▶ **DOCUMENT TEXT**:

The paper is divided in two parts. The first part develops a theoretical account of referential communication, which moves away from standard views on informativity (§2) and adopts instead a psychophysical perspective (§3). The role of social cognition in referential communication will be discussed next (§4), followed by a brief review of recent work on efficient audience design (§5). In the second part of the paper, I will discuss the effect of over-specification on visual search (§6) and report a referential communication study (§7), including an eye-tracking reference resolution task (§8) and a web-based reference production task (§9). The paper closes with a discussion of the implications of visual efficiency for research on color over-specification (§10).

Recent advances on informativity

Following Grice’s seminal work (1975), pragmatic accounts of referential communication have focused on informativity (for a review, see Davies and Arnold, 2019), distinguishing amongst under-informative expressions (e.g., referring to “the blue cup” in a situation with several blue cups, as in Fig. 1B), optimally informative expressions (e.g., referring to “the blue cup” when there are several cups, only one of which is blue, as in Fig. 1C), and over-informative expressions (e.g., referring to “the blue cup” when there is only one cup, as in Fig. 1E). The latest advances on the role of informativity in referential communication have been made in computational research. Degen et al. (2020) have recently put forward a computational model of reference production that relaxes the assumption that informativity is computed with respect to a deterministic semantics, proposing instead that “certain terms may apply better than others to an object without strictly being true or false” (p. 592; for an early precursor of this idea in terms of fuzzy logic, see Zadeh, 1965). As a result of relaxing the underlying semantics, Degen et al.’s reconceptualization of informativity is probabilistic in nature, explaining a number of diverse phenomena in the psycholinguistics literature by adjusting several parameters in their model.

▶ **STATED TASK**:
Continue the text on informativity in referential communication from the point where it ends.

▶ **ENTRIES SHOWN**:
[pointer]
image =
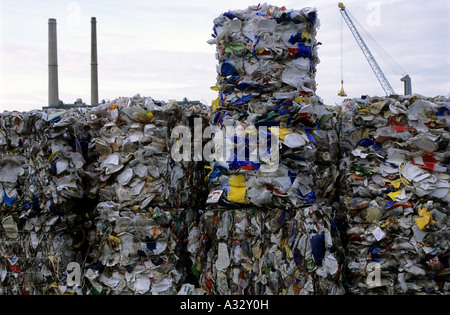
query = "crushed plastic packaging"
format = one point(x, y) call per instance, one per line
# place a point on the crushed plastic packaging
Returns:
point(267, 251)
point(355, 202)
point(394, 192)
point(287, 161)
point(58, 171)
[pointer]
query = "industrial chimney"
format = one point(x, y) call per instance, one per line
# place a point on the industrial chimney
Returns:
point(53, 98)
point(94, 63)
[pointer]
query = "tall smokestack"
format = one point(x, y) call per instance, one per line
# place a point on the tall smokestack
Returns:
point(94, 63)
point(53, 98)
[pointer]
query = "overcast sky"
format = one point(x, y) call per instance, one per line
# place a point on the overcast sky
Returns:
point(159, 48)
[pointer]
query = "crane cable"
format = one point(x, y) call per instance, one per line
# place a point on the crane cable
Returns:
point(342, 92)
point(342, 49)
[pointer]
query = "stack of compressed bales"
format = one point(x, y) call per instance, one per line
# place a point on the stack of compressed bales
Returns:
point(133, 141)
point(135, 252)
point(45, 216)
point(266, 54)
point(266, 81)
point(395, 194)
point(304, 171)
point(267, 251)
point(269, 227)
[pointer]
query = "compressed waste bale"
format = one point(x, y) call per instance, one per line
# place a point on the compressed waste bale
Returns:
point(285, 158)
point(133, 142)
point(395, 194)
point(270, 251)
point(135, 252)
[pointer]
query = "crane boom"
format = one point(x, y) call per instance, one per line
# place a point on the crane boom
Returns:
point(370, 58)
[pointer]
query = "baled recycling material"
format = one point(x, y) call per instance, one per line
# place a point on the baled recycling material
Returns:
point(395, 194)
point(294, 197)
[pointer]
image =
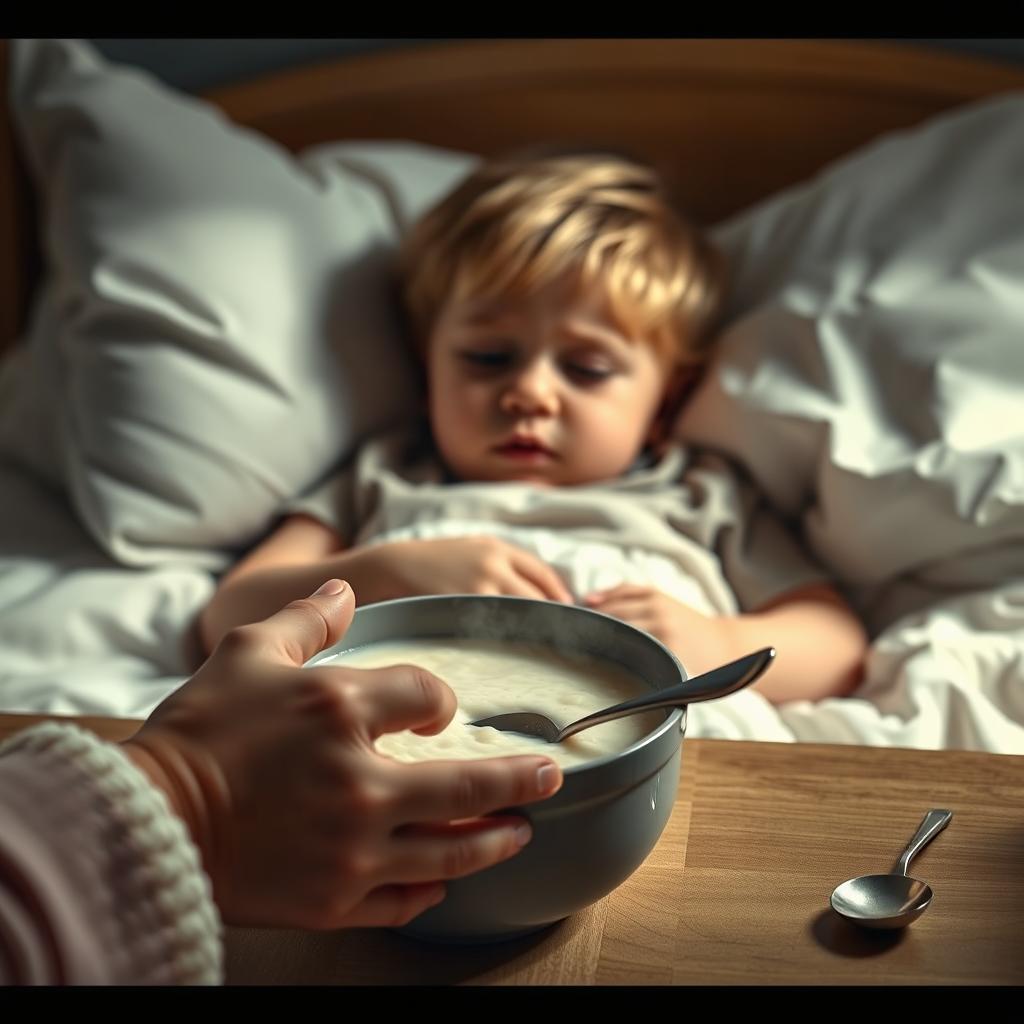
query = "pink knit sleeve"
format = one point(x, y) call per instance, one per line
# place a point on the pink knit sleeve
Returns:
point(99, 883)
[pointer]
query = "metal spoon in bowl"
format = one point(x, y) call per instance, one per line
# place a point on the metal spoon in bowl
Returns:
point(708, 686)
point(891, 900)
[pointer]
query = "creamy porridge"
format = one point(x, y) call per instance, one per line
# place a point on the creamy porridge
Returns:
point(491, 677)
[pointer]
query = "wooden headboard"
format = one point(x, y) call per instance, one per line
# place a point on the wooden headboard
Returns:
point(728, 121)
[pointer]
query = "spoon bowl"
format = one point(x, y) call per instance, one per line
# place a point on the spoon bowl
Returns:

▶ **RESULT FOR THIS EXERCISE**:
Another key feature of Degen et al.’s model (which is shared with other Rational Speech Act (RSA) models; see Frank and Goodman, 2012; Goodman and Frank, 2016) is that speakers try to be informative with regards to an internal model of the listener. While this computational architecture might suggest that over-specification is tailored to the needs of the listener, Degen and colleagues point out that such interpretation of their model is misleading: as a computational-level theory (Marr, 1982), their RSA model does not assume that speakers actively consult an internal model of a listener every time they produce an over-specific description, being agnostic as to whether human language production is based on an algorithm that explicitly involves a listener component. Thus, Degen et al. (2020) acknowledge that redundant adjectives may facilitate the listener’s visual search for a referent, but they concede that “such benefits might simply be a happy coincidence and speakers might not, in fact, be deliberately designing their utterances for their addressees” (p. 617).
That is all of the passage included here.